* **Exercise goal**
Print the listing below exactly, images excluded.

___ Data supplied ___

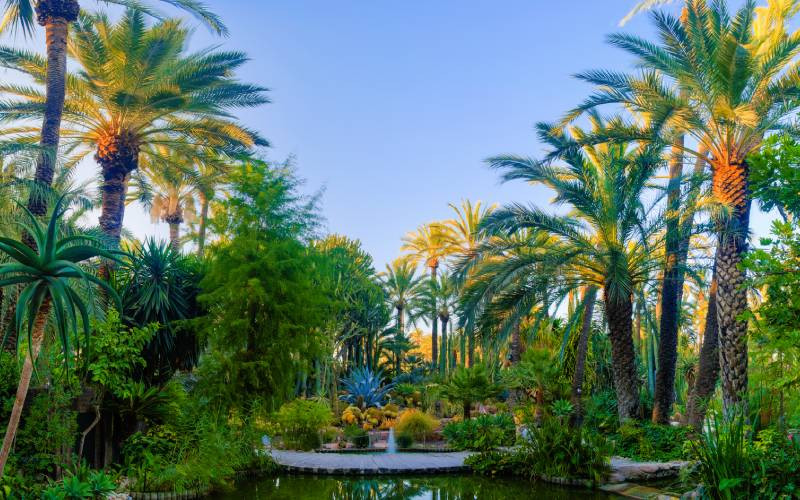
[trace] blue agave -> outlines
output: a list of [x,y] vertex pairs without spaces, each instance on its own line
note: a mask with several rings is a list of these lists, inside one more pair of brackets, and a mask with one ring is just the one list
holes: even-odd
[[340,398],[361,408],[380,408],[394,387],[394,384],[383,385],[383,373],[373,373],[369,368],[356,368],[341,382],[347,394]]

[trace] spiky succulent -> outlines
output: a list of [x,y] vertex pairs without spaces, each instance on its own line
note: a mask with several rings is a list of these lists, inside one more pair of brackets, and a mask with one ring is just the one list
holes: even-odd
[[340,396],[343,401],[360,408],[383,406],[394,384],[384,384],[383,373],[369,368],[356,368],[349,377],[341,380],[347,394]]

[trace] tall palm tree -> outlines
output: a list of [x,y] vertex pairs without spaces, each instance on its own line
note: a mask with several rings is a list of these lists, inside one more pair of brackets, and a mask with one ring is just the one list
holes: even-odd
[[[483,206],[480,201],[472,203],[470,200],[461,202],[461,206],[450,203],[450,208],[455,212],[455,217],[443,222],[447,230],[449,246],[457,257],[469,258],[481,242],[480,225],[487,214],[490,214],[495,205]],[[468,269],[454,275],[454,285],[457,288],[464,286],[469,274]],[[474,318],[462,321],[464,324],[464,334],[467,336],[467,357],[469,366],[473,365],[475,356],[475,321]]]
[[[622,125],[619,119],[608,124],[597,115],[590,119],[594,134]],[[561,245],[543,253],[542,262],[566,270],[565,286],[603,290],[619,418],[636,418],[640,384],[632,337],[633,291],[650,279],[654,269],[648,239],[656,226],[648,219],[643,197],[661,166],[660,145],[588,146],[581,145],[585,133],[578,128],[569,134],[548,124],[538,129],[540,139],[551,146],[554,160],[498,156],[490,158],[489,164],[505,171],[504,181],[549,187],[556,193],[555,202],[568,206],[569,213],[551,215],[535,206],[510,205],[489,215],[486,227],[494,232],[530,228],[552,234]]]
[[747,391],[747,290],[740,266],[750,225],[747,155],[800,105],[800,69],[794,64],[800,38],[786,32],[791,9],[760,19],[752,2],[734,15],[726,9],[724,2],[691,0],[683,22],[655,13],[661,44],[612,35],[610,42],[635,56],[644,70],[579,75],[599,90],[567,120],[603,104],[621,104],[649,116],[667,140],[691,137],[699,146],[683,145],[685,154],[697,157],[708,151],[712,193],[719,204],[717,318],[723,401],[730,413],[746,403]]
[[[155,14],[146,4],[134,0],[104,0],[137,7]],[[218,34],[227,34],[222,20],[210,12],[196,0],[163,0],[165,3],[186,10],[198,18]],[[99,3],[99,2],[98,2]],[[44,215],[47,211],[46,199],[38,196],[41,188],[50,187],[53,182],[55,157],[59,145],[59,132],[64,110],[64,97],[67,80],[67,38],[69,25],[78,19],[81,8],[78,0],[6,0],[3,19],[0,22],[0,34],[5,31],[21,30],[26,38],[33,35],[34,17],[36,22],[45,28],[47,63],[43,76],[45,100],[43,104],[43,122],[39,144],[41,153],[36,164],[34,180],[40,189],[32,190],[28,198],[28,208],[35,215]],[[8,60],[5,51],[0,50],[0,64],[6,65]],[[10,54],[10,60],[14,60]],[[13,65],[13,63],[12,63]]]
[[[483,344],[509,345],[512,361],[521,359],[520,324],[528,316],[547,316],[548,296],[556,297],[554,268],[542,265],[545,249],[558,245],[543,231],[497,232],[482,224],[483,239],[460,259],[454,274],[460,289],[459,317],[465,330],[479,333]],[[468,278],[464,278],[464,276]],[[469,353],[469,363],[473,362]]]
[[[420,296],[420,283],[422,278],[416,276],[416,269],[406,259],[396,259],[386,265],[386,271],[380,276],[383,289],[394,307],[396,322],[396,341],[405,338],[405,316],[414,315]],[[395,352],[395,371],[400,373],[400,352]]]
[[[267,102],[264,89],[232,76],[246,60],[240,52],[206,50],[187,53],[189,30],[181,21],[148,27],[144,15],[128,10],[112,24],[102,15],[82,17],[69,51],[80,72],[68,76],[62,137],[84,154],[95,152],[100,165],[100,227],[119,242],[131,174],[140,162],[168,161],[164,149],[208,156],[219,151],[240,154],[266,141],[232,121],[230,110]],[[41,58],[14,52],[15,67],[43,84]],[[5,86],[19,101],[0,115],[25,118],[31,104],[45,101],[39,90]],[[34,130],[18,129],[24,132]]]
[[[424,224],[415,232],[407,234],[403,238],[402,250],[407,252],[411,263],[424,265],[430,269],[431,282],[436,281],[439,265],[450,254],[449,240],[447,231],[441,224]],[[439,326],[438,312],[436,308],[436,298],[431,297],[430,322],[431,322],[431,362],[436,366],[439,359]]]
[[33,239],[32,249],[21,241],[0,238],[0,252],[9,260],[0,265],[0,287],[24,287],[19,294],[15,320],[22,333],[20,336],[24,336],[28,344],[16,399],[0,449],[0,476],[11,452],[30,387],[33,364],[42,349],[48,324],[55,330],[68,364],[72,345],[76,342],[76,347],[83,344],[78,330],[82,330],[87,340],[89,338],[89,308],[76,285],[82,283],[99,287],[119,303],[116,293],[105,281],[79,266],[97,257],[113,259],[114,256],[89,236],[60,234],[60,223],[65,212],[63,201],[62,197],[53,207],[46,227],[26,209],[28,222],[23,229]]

___

* **Solved exercise**
[trace] blue agave -> outlines
output: a list of [x,y] vertex pairs without spaces, each instance on its own line
note: a mask with several rings is a list of these lists, inside one more pair of brackets, and a mask with one ring is just the one list
holes: even-odd
[[340,398],[361,408],[380,408],[394,387],[394,384],[383,385],[383,373],[373,373],[369,368],[356,368],[341,382],[347,394]]

[trace] spiky succulent -> outlines
output: a list of [x,y] vertex pairs without spaces, each instance on its own line
note: a mask with several rings is a list of these lists, inside one more pair of brackets, and a mask with one ring is just the one list
holes: even-odd
[[340,396],[343,401],[360,408],[383,406],[394,384],[384,384],[383,373],[369,368],[356,368],[349,377],[341,380],[347,394]]

[trace] tall palm tree -> outlines
output: a list of [x,y] vertex pairs without spaces, each instance on its own line
note: a mask with several rings is a list of these lists, inside one more pair of brackets, and a mask with one ring is just the one list
holes: even-odd
[[[483,206],[480,201],[472,203],[470,200],[461,202],[461,206],[450,203],[450,208],[455,212],[455,217],[443,222],[447,230],[449,246],[457,257],[469,258],[481,242],[480,225],[487,214],[490,214],[495,205]],[[468,269],[454,275],[454,285],[457,288],[464,286],[469,274]],[[474,318],[462,321],[464,324],[464,334],[467,336],[467,357],[469,366],[473,365],[475,356],[475,321]]]
[[[622,125],[619,119],[608,124],[597,115],[590,119],[594,134]],[[561,245],[543,253],[542,262],[566,270],[565,286],[603,290],[619,418],[636,418],[640,384],[632,337],[633,291],[650,279],[654,269],[648,239],[656,226],[648,219],[643,197],[661,166],[660,145],[588,146],[581,145],[585,133],[578,128],[569,134],[548,124],[538,129],[540,139],[551,146],[554,160],[498,156],[490,158],[489,164],[505,171],[504,181],[549,187],[556,193],[555,202],[568,206],[569,213],[551,215],[535,206],[510,205],[489,215],[486,227],[494,232],[530,228],[552,234]]]
[[747,391],[747,290],[740,266],[750,225],[747,155],[800,105],[800,69],[794,64],[800,38],[786,32],[791,9],[760,19],[752,2],[734,15],[726,9],[724,2],[691,0],[683,22],[655,13],[661,44],[612,35],[610,42],[635,56],[644,70],[579,75],[599,90],[567,120],[603,104],[621,104],[649,116],[667,140],[691,137],[699,146],[683,145],[685,154],[697,157],[708,151],[712,193],[719,204],[717,318],[723,401],[730,413],[746,403]]
[[[155,14],[146,4],[134,0],[104,0],[137,7]],[[218,34],[227,34],[222,20],[210,12],[196,0],[163,0],[165,3],[186,10],[198,18]],[[99,3],[99,2],[98,2]],[[44,215],[47,211],[46,199],[38,196],[41,188],[50,187],[53,182],[55,157],[59,145],[59,132],[64,110],[64,97],[67,80],[67,38],[69,25],[78,19],[81,8],[78,0],[6,0],[3,19],[0,22],[0,34],[5,31],[21,30],[26,38],[33,35],[34,17],[36,22],[45,28],[47,63],[43,76],[45,100],[43,104],[43,122],[39,144],[41,153],[36,164],[34,180],[40,189],[32,190],[28,198],[28,208],[35,215]],[[8,60],[5,51],[0,50],[0,64],[6,65]],[[10,54],[10,60],[14,60]],[[13,65],[13,63],[12,63]]]
[[[483,344],[509,345],[512,361],[521,359],[520,324],[528,316],[547,316],[548,296],[556,297],[554,268],[542,265],[545,249],[558,245],[543,231],[497,232],[482,224],[483,239],[460,259],[454,274],[460,289],[459,317],[465,330],[479,333]],[[468,278],[464,278],[464,276]],[[469,353],[469,363],[473,362]]]
[[[420,296],[420,283],[422,278],[416,276],[416,269],[406,259],[396,259],[386,265],[386,271],[380,276],[383,289],[394,307],[396,322],[396,341],[405,338],[405,316],[414,315]],[[395,352],[395,371],[400,373],[400,352]]]
[[[267,102],[264,89],[232,76],[246,60],[240,52],[206,50],[187,53],[189,30],[181,21],[148,27],[144,15],[128,10],[112,24],[102,15],[82,17],[69,51],[80,72],[68,76],[62,137],[84,154],[95,152],[100,165],[100,227],[119,242],[131,174],[140,162],[168,161],[164,149],[208,156],[219,151],[240,154],[266,141],[232,121],[230,110]],[[41,58],[14,52],[15,67],[43,84]],[[5,86],[19,101],[0,115],[25,118],[31,104],[45,101],[39,90]],[[34,130],[18,129],[24,132]]]
[[[424,224],[415,232],[407,234],[403,238],[402,250],[407,252],[411,263],[424,265],[430,269],[431,282],[436,281],[439,265],[450,254],[449,240],[447,231],[441,224]],[[439,326],[438,312],[436,308],[436,298],[431,297],[430,322],[431,322],[431,362],[436,366],[439,359]]]
[[33,239],[32,249],[21,241],[0,238],[0,252],[9,260],[0,265],[0,287],[24,287],[19,294],[15,320],[22,333],[20,336],[24,336],[28,344],[16,399],[0,449],[0,476],[11,452],[30,387],[33,364],[42,349],[48,324],[55,330],[68,364],[72,345],[76,342],[76,347],[83,344],[78,330],[82,330],[87,340],[89,338],[89,308],[76,285],[82,283],[99,287],[119,303],[116,293],[105,281],[79,266],[97,257],[113,259],[114,256],[89,236],[60,234],[60,223],[65,212],[63,201],[62,197],[53,207],[46,227],[26,209],[28,222],[23,229]]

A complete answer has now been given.